Photo-based point labeling data
= = = =

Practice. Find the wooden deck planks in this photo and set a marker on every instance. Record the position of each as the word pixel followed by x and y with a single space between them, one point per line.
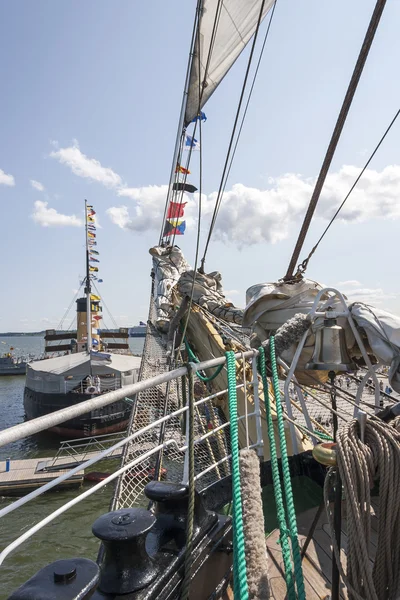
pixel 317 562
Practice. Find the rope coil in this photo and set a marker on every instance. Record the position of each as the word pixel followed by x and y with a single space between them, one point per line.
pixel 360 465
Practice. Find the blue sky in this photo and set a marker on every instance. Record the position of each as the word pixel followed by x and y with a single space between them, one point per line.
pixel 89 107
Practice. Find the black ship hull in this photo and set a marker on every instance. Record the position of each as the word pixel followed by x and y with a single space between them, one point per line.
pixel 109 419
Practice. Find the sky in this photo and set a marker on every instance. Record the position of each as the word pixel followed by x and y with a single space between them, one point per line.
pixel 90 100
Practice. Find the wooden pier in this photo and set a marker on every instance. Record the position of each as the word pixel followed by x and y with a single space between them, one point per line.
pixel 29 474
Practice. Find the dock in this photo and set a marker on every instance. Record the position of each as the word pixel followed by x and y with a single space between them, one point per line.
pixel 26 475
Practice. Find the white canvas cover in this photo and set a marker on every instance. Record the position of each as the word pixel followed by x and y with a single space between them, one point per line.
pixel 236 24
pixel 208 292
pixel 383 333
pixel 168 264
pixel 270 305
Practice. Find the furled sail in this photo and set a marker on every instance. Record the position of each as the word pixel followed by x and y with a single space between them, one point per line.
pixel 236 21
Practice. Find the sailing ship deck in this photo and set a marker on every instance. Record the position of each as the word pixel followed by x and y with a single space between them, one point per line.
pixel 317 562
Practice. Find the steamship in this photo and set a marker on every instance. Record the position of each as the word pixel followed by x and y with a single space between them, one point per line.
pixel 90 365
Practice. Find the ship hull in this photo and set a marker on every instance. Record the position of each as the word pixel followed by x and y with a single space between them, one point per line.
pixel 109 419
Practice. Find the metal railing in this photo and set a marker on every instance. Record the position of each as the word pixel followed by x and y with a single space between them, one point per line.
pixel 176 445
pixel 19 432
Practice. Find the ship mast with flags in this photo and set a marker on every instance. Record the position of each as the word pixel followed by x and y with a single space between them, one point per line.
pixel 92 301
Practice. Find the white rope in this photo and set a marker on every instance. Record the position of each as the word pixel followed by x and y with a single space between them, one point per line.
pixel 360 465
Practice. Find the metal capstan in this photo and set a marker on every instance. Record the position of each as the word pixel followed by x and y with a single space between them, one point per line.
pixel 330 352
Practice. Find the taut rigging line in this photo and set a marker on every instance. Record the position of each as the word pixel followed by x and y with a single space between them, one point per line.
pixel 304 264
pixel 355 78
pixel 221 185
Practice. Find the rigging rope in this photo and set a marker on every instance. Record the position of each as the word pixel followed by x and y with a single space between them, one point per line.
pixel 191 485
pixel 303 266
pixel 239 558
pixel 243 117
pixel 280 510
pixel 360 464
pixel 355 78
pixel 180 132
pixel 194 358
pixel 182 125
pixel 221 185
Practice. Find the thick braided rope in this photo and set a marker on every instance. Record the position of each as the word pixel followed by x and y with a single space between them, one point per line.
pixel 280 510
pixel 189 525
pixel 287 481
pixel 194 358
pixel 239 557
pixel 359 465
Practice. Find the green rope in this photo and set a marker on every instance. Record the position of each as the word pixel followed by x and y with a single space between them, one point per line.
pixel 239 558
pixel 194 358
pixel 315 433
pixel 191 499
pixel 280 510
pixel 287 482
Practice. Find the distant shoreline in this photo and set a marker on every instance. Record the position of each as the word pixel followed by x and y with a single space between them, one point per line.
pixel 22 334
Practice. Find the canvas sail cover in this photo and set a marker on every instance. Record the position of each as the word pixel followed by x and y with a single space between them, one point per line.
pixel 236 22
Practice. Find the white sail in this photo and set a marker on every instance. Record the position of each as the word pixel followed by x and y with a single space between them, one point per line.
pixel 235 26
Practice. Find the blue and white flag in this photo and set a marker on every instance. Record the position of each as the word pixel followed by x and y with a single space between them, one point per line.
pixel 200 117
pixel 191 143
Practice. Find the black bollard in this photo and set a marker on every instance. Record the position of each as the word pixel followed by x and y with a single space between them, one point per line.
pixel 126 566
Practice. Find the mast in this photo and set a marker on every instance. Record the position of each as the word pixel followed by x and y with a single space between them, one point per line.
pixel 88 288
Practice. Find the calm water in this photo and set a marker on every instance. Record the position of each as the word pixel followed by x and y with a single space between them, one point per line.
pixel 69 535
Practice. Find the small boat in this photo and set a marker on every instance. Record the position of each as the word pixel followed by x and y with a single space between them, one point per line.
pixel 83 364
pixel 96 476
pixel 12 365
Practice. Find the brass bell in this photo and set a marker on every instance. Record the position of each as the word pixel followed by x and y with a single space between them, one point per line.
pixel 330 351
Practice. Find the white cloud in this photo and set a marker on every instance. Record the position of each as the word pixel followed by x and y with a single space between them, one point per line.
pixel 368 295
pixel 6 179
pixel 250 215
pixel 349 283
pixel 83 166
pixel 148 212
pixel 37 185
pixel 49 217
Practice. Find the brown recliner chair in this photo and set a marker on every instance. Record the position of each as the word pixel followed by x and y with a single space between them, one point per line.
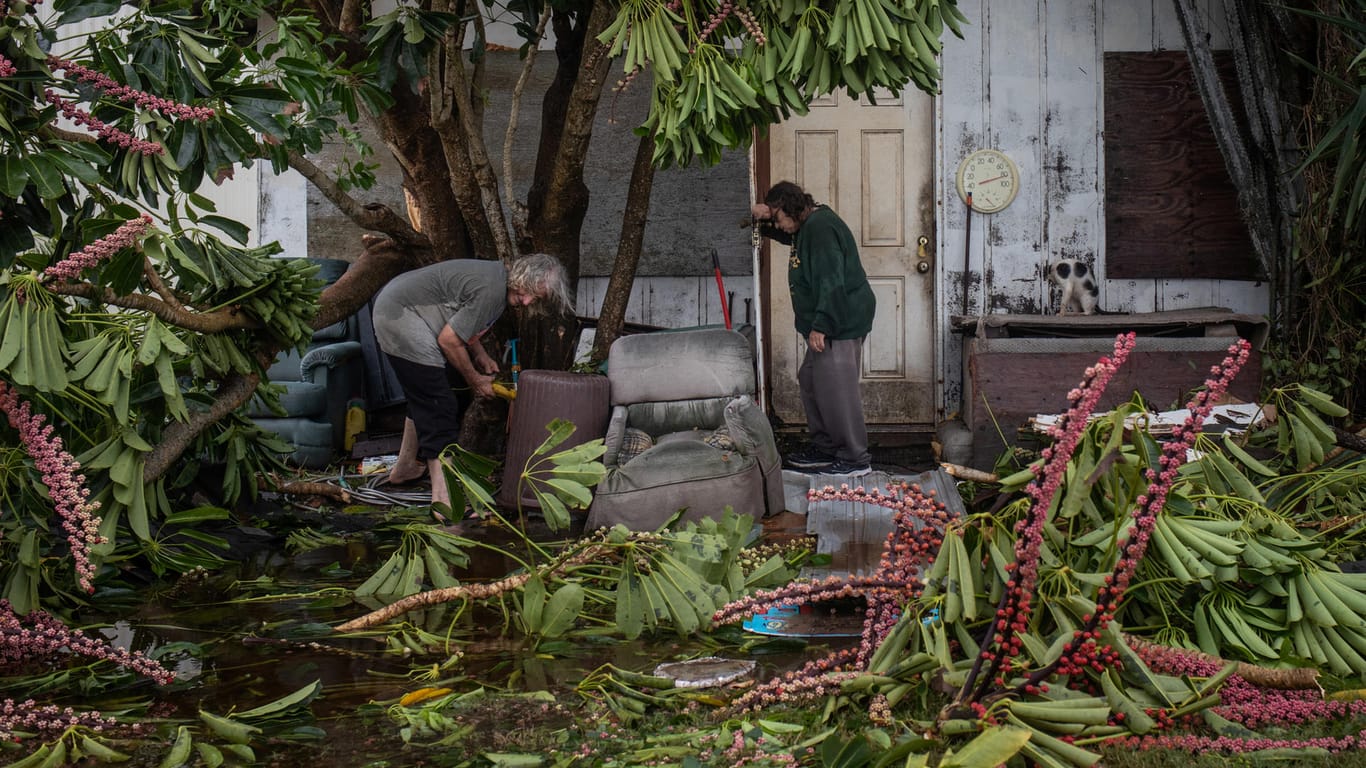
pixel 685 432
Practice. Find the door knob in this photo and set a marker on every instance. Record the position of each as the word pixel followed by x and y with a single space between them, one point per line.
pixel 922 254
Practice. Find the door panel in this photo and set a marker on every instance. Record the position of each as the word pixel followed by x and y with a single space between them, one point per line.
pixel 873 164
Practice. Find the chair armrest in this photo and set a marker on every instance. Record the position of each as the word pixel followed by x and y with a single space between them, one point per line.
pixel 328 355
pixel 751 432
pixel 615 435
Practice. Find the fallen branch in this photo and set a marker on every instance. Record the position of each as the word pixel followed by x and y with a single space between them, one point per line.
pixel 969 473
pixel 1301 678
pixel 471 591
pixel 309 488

= = = =

What the task asks
Copy the items above verbatim, beginning at the line that contains "Practice. Find the brown" and stopping after the line that contains "pixel 615 435". Leave the pictures out of your copy.

Task output
Practice. Find the brown recliner chair in this photo and set a marker on every instance. Record the position of each as the word pixel followed by x and y with a single space between them, one point per line.
pixel 685 432
Practice. Find the door knob in this photo and set a marker on every instance. Record the position of each as the word pixel followed by x and y with a single space between them, one point per line.
pixel 922 254
Practice. Find the door panel in this photo and set a marker on every instance. Record the position of each as the word pixel followed by x and y with a single space between them, one point per line.
pixel 873 164
Practice. Find the chair armrest in this photo and set a marker on every instance. Record the position of each as the word pixel followed by x and y with a single space between them, one point per line.
pixel 328 355
pixel 751 432
pixel 615 435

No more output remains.